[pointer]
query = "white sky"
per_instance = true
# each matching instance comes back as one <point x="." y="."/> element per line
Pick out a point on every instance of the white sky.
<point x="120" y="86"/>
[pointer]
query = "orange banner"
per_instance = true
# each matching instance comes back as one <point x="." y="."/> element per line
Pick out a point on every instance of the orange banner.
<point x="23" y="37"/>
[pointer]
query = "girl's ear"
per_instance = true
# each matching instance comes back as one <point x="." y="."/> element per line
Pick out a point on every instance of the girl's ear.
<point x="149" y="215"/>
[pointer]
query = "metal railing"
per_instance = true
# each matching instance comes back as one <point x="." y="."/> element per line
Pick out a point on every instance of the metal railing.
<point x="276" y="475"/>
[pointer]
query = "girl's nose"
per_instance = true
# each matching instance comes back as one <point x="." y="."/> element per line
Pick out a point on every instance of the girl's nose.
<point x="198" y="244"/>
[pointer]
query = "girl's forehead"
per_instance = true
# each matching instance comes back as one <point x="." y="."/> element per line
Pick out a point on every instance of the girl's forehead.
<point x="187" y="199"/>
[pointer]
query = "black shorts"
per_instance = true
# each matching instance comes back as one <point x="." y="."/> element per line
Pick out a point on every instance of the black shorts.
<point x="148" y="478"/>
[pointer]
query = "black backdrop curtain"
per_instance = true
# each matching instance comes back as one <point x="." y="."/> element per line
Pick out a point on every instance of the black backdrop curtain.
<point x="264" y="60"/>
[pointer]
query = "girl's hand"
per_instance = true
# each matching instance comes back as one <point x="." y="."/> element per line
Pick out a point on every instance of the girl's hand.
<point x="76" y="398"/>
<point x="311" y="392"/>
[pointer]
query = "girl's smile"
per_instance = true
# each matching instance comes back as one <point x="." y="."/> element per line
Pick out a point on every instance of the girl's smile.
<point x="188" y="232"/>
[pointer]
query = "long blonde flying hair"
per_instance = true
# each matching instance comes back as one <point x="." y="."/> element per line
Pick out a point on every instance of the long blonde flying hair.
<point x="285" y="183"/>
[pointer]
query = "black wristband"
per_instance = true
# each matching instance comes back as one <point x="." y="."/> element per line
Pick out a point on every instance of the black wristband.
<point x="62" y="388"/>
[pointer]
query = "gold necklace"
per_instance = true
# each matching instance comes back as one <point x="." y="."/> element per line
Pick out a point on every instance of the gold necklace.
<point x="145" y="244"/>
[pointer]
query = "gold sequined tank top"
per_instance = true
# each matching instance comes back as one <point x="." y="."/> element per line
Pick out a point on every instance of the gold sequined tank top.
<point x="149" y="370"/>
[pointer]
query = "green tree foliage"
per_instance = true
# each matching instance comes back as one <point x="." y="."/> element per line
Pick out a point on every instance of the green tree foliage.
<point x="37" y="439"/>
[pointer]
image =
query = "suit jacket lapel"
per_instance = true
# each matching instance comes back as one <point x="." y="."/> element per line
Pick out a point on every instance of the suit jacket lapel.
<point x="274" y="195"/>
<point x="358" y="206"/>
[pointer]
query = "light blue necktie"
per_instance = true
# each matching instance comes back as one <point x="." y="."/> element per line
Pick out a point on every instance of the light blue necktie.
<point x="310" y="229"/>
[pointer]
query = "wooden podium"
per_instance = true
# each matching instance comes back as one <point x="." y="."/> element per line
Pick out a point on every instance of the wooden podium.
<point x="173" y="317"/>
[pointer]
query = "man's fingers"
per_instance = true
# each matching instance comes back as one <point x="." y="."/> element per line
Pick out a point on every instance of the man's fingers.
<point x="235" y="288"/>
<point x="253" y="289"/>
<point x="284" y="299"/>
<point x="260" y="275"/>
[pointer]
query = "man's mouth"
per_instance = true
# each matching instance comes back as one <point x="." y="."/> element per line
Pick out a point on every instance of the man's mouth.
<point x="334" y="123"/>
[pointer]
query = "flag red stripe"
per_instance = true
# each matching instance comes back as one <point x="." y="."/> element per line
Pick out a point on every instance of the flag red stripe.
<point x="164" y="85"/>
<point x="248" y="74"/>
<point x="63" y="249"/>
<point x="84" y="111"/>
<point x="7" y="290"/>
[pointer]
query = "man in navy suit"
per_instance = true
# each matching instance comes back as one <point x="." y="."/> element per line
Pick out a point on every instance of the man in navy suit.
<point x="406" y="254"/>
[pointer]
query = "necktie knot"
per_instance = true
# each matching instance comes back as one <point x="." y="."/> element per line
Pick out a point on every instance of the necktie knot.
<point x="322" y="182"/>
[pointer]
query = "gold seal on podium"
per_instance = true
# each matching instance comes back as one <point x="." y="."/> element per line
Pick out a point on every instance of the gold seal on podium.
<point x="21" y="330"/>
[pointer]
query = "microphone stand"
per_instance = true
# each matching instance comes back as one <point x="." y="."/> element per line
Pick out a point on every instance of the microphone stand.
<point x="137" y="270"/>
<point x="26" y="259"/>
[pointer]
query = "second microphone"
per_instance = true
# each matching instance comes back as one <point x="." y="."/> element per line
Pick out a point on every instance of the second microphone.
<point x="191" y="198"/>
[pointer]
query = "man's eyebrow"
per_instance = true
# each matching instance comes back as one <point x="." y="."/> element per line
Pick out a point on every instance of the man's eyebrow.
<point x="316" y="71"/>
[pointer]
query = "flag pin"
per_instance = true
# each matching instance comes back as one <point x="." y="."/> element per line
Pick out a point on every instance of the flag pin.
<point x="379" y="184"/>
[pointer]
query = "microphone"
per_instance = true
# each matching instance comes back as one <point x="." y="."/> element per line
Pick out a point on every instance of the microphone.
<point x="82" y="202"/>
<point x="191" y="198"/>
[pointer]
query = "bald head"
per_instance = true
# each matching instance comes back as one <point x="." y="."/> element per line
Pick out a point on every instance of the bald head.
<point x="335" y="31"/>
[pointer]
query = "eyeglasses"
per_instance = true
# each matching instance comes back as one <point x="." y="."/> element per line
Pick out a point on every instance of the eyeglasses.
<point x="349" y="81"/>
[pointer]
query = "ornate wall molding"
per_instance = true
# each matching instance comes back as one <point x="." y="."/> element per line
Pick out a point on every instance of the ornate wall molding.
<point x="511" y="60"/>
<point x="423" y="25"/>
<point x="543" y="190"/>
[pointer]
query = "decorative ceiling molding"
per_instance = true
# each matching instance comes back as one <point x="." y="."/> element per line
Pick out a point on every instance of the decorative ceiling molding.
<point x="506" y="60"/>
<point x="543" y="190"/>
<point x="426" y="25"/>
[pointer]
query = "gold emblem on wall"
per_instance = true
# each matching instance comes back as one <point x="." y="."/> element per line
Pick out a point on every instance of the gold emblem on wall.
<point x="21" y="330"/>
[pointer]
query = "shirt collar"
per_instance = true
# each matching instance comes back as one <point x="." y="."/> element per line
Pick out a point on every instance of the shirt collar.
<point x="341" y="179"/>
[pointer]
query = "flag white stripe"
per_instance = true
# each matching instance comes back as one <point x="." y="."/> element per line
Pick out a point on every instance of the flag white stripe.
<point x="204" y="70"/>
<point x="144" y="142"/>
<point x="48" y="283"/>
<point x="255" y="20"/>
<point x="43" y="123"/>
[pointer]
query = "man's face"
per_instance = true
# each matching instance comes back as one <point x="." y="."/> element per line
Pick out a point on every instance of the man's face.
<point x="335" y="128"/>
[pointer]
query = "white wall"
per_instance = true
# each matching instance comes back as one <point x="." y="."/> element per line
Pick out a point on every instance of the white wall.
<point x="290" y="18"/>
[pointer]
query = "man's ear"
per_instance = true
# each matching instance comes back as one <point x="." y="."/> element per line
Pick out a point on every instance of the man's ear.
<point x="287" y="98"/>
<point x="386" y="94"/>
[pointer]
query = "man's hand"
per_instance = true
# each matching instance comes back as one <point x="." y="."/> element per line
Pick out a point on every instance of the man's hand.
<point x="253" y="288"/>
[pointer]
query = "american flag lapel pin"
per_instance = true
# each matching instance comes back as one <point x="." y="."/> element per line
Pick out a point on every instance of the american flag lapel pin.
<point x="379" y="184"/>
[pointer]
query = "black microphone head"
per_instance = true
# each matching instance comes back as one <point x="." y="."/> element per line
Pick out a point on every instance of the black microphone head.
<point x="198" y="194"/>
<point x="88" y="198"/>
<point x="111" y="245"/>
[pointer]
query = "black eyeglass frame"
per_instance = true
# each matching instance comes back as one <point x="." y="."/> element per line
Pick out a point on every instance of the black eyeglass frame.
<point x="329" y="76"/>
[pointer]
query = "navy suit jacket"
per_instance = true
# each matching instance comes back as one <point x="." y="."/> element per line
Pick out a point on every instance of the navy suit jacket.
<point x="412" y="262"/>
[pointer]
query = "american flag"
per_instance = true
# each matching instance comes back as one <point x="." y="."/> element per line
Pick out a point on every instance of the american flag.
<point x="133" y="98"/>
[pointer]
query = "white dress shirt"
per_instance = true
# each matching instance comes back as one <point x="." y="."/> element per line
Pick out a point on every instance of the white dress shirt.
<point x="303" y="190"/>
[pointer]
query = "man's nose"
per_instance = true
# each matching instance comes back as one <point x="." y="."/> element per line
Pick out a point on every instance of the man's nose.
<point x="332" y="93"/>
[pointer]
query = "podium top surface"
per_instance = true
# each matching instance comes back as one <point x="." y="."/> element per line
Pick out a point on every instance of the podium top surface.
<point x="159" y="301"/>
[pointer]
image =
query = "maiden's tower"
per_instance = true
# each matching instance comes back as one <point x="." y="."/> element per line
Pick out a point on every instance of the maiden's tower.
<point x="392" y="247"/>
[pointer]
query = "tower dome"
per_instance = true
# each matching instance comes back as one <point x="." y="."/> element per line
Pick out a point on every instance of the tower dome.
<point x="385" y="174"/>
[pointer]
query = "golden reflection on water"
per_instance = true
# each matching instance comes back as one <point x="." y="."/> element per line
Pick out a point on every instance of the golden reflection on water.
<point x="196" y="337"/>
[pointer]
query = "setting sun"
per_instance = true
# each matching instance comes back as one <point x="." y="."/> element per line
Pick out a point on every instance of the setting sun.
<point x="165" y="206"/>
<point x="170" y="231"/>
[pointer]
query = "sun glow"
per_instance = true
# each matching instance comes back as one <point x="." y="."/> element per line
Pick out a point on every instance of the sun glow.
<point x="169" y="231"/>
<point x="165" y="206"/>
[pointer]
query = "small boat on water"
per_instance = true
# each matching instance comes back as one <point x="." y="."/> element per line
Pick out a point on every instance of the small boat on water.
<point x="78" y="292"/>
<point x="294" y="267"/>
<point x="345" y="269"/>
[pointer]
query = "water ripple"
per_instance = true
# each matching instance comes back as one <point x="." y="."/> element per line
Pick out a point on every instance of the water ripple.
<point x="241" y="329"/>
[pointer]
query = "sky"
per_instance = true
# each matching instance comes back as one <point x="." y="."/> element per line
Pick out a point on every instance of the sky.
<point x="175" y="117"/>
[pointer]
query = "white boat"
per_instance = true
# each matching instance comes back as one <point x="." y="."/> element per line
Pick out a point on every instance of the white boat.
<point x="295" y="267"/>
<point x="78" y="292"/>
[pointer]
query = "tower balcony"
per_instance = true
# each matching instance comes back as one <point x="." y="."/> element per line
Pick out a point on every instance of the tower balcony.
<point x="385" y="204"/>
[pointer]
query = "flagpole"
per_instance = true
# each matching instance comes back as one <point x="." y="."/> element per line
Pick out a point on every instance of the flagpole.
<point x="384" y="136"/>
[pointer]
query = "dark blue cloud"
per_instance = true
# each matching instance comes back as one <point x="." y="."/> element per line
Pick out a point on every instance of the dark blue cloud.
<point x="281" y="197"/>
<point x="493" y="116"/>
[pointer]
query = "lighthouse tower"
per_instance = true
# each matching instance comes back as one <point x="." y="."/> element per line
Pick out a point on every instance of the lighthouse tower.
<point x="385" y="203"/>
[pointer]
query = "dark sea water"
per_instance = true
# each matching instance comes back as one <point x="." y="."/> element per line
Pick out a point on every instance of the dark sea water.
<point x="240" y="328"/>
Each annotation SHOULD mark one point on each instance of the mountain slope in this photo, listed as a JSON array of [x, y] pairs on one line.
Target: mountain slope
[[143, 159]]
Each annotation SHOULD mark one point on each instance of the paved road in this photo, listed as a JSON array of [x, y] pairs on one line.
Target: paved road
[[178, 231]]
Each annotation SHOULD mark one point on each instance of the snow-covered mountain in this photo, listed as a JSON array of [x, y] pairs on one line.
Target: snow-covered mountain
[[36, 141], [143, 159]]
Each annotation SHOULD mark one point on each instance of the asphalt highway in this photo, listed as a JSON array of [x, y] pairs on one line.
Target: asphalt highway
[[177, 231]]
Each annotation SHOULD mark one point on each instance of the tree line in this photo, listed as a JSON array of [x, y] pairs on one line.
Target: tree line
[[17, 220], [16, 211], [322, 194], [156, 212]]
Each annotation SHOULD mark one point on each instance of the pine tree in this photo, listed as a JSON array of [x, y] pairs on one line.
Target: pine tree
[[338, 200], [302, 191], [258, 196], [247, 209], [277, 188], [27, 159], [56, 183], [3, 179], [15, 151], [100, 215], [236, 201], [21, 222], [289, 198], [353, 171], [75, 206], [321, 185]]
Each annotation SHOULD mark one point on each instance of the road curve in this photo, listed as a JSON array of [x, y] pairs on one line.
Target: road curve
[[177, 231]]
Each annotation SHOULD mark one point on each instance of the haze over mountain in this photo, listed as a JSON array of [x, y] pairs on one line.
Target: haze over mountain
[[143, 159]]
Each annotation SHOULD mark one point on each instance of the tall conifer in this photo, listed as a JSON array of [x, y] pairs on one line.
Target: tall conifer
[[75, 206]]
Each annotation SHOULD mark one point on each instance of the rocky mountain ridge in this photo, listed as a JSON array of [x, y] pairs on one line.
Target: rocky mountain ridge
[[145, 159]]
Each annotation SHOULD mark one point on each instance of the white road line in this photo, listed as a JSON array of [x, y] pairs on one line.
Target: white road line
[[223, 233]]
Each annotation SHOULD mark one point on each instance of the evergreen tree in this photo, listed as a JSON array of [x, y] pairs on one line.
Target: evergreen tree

::::::::

= To be done =
Scale the part of the material that opens with the line containing "of the asphalt" and closes with the line containing "[[17, 220], [16, 211], [322, 194], [156, 212]]", both included. Write out only those lines, requests too, with each coordinate in the answers multiplied by 1.85 and rounded to a whole number, halves up.

= Task solution =
Each annotation SHOULD mark one point on each instance of the asphalt highway in this photo, listed as a JSON array of [x, y] pairs on one line.
Target: asphalt highway
[[327, 427]]
Each annotation SHOULD mark one point on each instance of the tree line in this photo, listed as a JSON array of [x, y] pairs on one line.
Target: tree line
[[31, 407], [30, 390], [596, 359], [289, 392]]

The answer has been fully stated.